Start of GIVEN TEXT

# Stupid neighbors



## BPK63 (Sep 6, 2006)

So we finally got sometihng I can plow. Not much but it's something. My driveway that used to take me hours with the blower is done in 5 minutes. My 80 some odd old neighbor has about 175 feet of driveway and he's out there with a shovel pushing across one shovel at a time. I figure I'll go help him out and he'll be done in two minutes. Keep in mind I've helped this old geezer many times over the past 20 years. So I go over and tell him I"ll give him a hand and we'll be done in 2 mintes. He starts laughing, heh heh, you F'n guys charge for every snow flake, I can do this myself, blah blah blah. Now I have had to battle his temper over the years but you try and get along with your neighbors right? Anyway I'm going back to the truck saying forget it, I don't try and charge my neighbors, just trying to help you out old man. OH OK then go for it. I'm like no, forget it. If you heard his tone at first toward me you would immediately understand. I think he is actually early 90's so I may not have to put up with him much longer.


----------



## carcrz (Jun 5, 2006)

Be nice to the old fart. Who knows, he may not have any other family & may remember you in his will


----------



## BPK63 (Sep 6, 2006)

carcrz;364404 said:


> Be nice to the old fart. Who knows, he may not have any other family & may remember you in his will


The problem I have is that I've been nice to that guy for 20 years and all he does is yell at me but when he needs a hand with something he's calling me. I know he has no family and is shacked up with the old lady that owns the house and she has one daughter that never comes to visit her but maybe once a year. I have always helped him anyways out of respect for my elders, not that I'm that young, mid 40's now but how much can you take from the old geezer?


----------



## cjcocn (Feb 17, 2006)

I've had neighbors or have otherwise known people like that. Usually I put up with a little (one must respect their elders, right?), but if they get too cantankerous I just give it right back to them and that usually settles them right down. Seems they respect that you can take it and dish it out as well.

End of GIVEN TEXT
Start of RECORD SET

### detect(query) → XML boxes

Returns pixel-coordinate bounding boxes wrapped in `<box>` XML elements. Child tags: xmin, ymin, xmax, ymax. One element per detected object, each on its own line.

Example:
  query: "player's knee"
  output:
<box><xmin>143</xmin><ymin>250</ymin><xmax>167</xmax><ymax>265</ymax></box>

End of RECORD SET

__TASK SET__
1 > According to the forum thread, how long is the elderly neighbor's driveway?
2 > Please copy out the forum thread between "The problem I" and "out as well.", inclusive.

__ANSWERS FOR THIS EXERCISE__
1 > About 175 feet.

2 >
The problem I have is that I've been nice to that guy for 20 years and all he does is yell at me but when he needs a hand with something he's calling me. I know he has no family and is shacked up with the old lady that owns the house and she has one daughter that never comes to visit her but maybe once a year. I have always helped him anyways out of respect for my elders, not that I'm that young, mid 40's now but how much can you take from the old geezer?


----------



## cjcocn (Feb 17, 2006)

I've had neighbors or have otherwise known people like that. Usually I put up with a little (one must respect their elders, right?), but if they get too cantankerous I just give it right back to them and that usually settles them right down. Seems they respect that you can take it and dish it out as well.